• [WORK REQUIRED]: Each record below needs to be retyped exactly.

• [DATA SHOWN]:
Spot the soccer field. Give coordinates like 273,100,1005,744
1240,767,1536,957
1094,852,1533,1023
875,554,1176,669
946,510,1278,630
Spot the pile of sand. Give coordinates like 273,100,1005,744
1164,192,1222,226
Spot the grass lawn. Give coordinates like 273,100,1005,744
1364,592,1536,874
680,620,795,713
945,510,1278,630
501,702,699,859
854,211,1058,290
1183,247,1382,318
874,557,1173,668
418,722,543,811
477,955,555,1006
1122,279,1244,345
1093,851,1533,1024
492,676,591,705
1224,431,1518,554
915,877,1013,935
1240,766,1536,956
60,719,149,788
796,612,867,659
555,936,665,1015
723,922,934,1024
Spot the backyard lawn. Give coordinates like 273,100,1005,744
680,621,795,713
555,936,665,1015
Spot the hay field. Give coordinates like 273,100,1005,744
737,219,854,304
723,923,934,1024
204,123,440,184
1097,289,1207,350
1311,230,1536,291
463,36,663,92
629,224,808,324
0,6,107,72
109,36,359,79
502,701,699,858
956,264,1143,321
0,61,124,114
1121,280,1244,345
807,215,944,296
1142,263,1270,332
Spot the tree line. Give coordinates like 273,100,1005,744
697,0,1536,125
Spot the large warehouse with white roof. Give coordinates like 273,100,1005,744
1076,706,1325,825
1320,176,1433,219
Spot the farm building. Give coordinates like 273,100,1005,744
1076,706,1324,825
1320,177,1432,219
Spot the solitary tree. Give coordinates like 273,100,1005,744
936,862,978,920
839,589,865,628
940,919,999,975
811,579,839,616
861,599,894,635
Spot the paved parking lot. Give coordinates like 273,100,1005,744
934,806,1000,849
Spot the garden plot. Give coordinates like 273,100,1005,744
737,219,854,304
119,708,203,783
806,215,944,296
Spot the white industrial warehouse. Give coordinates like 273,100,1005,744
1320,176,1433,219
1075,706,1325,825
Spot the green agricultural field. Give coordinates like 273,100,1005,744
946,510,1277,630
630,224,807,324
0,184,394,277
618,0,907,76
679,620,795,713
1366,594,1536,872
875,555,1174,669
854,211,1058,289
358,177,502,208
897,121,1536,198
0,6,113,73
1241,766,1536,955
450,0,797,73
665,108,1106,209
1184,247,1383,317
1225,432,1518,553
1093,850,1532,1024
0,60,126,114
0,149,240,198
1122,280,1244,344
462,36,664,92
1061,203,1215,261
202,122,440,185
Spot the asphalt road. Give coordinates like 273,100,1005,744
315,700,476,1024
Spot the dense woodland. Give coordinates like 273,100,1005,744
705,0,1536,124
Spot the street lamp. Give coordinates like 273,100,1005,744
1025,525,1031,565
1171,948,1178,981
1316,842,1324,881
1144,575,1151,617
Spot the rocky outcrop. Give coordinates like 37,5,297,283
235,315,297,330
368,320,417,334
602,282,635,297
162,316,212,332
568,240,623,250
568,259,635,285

• [RESPONSE BOX]:
Spot the soccer field. Give coordinates like 273,100,1005,744
1240,767,1536,957
1094,852,1533,1023
875,554,1176,669
946,510,1278,630
Spot the pile of sand. Give coordinates like 273,100,1005,744
1164,192,1222,226
Spot the grass lawn. Give coordinates like 273,100,1005,744
1364,592,1536,874
680,620,795,713
945,510,1278,630
501,702,699,859
854,211,1058,290
1183,247,1382,318
874,557,1173,668
418,722,543,811
477,955,555,1006
1122,279,1244,345
1093,851,1533,1024
492,676,591,705
1224,431,1518,554
915,877,1013,935
1240,766,1536,956
60,719,149,788
796,612,867,659
555,936,665,1015
723,922,934,1024
Spot the backyard lawn. Give coordinates like 273,100,1005,744
680,621,795,713
555,936,665,1015
Spot the hay field. Give coordinates like 273,100,1005,744
737,219,854,304
723,923,934,1024
204,123,440,184
1097,289,1207,350
1311,230,1536,291
463,36,663,92
629,224,808,324
0,6,107,72
109,36,359,79
502,701,699,858
956,264,1143,321
0,61,124,114
1121,280,1244,345
807,215,944,296
1142,263,1270,332
Spot the tree line. Give coordinates like 273,100,1005,744
697,0,1536,125
Spot the large warehouse with white roof. Give coordinates like 273,100,1005,744
1076,706,1325,825
1320,176,1433,219
Spot the farm building. Give coordinates like 273,100,1005,744
1076,706,1324,825
1320,177,1432,219
Spot the solitary tree. Give coordinates like 273,100,1005,744
936,862,978,920
839,589,865,628
940,919,999,975
811,579,839,616
861,599,894,635
Spot the paved parking lot. Give coordinates like 273,100,1005,744
934,806,1000,849
Spot the garden plot. Give coordinates like 273,100,1005,744
737,219,854,304
119,708,203,783
806,215,944,296
Spot the white industrial warehouse. Give coordinates like 273,100,1005,744
1320,176,1433,219
1075,706,1325,825
Spot the green agricultural field. Give coordinates like 273,100,1005,744
946,510,1277,630
630,224,807,324
0,184,394,277
618,0,907,76
679,620,795,713
1366,594,1536,872
875,555,1174,669
854,211,1058,289
358,177,502,208
897,121,1536,198
0,6,113,73
1241,766,1536,955
450,0,797,73
665,108,1106,209
1184,247,1383,317
1225,432,1518,553
1093,850,1532,1024
0,60,126,114
0,149,240,198
1122,280,1244,344
462,36,664,92
1061,203,1215,261
202,122,440,185
Spot the asphalt road. Give coordinates like 273,100,1005,744
315,700,476,1024
Spot the dense woodland. Give coordinates like 273,100,1005,744
705,0,1536,124
Spot the street lamp. Give coordinates like 273,100,1005,744
1025,525,1031,565
1171,948,1178,981
1316,842,1324,881
1144,575,1151,617
Spot the rocky outcrop. Give coordinates like 37,5,297,283
235,315,297,330
368,320,417,334
602,282,635,297
162,316,212,332
568,240,623,250
568,259,635,285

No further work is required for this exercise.